Requirement: Copy the lines of the items below exactly as they appear, from the line containing "Spot the stone pavement." through the line containing "xmin=552 ymin=43 xmax=588 ymax=79", including both of those lines.

-- START Available records --

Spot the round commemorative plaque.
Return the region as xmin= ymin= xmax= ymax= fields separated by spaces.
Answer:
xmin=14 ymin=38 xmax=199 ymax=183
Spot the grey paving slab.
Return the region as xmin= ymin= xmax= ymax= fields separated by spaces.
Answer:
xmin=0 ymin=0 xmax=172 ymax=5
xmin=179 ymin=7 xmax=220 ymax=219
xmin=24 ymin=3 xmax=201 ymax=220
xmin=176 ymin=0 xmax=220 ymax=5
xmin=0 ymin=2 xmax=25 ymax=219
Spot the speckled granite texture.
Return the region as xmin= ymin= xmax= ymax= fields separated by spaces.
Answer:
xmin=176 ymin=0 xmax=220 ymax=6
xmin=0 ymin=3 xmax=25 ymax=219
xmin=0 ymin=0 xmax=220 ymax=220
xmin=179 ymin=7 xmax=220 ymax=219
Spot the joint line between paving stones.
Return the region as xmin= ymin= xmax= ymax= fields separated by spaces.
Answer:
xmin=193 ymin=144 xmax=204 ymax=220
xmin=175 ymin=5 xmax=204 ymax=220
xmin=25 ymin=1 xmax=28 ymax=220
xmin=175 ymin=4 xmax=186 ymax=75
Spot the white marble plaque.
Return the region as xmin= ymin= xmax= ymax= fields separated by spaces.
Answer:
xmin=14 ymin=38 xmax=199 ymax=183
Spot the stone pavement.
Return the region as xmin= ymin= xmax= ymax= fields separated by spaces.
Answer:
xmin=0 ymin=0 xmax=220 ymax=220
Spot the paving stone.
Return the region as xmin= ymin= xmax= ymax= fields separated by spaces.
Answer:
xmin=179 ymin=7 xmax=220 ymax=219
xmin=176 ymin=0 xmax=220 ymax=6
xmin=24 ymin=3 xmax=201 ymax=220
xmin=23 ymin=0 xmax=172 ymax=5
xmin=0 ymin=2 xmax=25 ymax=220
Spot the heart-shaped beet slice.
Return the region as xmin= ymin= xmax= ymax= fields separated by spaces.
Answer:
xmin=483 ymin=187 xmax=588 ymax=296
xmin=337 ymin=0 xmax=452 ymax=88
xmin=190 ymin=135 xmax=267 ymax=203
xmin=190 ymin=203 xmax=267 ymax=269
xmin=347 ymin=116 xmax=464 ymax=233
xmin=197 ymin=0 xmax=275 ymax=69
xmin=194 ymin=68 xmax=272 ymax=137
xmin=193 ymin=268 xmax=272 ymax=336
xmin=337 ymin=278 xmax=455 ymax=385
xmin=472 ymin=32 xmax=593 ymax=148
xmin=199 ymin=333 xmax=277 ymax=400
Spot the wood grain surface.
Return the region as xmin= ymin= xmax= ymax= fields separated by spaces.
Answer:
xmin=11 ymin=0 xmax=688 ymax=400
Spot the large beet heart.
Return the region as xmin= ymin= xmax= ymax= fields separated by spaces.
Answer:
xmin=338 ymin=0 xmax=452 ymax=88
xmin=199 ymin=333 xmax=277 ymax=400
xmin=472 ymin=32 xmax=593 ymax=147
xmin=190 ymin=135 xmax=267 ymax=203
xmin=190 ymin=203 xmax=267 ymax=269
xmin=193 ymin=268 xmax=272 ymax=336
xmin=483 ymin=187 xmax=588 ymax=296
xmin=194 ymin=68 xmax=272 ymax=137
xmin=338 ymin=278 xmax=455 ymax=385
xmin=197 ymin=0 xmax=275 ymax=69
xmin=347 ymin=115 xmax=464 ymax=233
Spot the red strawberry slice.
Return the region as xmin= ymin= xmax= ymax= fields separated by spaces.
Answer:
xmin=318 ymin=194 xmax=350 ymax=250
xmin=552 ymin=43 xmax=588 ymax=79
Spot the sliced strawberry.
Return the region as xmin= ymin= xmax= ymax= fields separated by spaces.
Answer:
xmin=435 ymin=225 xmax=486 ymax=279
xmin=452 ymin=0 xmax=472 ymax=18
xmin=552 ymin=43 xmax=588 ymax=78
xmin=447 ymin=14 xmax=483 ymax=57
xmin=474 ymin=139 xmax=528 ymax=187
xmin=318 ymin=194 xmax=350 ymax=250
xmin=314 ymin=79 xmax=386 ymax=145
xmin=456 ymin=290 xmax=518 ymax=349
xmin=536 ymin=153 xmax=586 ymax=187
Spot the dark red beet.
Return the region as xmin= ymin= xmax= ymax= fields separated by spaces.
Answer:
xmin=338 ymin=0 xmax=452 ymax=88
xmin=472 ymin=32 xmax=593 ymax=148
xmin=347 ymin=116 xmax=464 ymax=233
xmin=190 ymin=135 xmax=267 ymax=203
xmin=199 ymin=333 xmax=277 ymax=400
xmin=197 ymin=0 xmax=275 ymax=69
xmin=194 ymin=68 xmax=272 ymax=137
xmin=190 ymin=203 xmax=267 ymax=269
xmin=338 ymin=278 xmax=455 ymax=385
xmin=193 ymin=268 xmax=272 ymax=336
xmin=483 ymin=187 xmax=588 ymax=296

-- END Available records --

The answer:
Spot the stone pavement.
Return the region as xmin= ymin= xmax= ymax= fields separated by spaces.
Answer:
xmin=0 ymin=0 xmax=220 ymax=220
Spot the paving stone.
Return the region as xmin= ymin= xmax= ymax= fields separated by spaces.
Answer:
xmin=179 ymin=7 xmax=220 ymax=219
xmin=176 ymin=0 xmax=220 ymax=6
xmin=24 ymin=3 xmax=201 ymax=220
xmin=23 ymin=0 xmax=172 ymax=5
xmin=0 ymin=2 xmax=25 ymax=220
Spot the heart-shaped beet slice.
Return the region as xmin= ymin= xmax= ymax= fields separated by spaces.
Answer:
xmin=483 ymin=187 xmax=588 ymax=296
xmin=337 ymin=0 xmax=452 ymax=88
xmin=190 ymin=135 xmax=267 ymax=203
xmin=190 ymin=203 xmax=267 ymax=269
xmin=347 ymin=116 xmax=464 ymax=233
xmin=197 ymin=0 xmax=275 ymax=69
xmin=194 ymin=68 xmax=272 ymax=137
xmin=193 ymin=268 xmax=272 ymax=336
xmin=337 ymin=278 xmax=455 ymax=385
xmin=472 ymin=32 xmax=593 ymax=148
xmin=199 ymin=333 xmax=277 ymax=400
Spot the wood grain surface.
Return the region as xmin= ymin= xmax= ymax= fields separated by spaces.
Answer:
xmin=11 ymin=0 xmax=688 ymax=400
Spot the large beet heart.
Return the region as xmin= ymin= xmax= ymax= fields separated by spaces.
Answer:
xmin=338 ymin=0 xmax=452 ymax=88
xmin=199 ymin=333 xmax=277 ymax=400
xmin=472 ymin=32 xmax=593 ymax=147
xmin=190 ymin=135 xmax=267 ymax=203
xmin=190 ymin=203 xmax=267 ymax=269
xmin=193 ymin=268 xmax=272 ymax=336
xmin=483 ymin=187 xmax=588 ymax=296
xmin=194 ymin=68 xmax=272 ymax=137
xmin=338 ymin=278 xmax=455 ymax=385
xmin=197 ymin=0 xmax=275 ymax=69
xmin=347 ymin=115 xmax=464 ymax=233
Spot the red strawberry slice.
Return the region as xmin= ymin= xmax= ymax= fields separated by spaces.
Answer:
xmin=318 ymin=194 xmax=350 ymax=250
xmin=552 ymin=43 xmax=588 ymax=79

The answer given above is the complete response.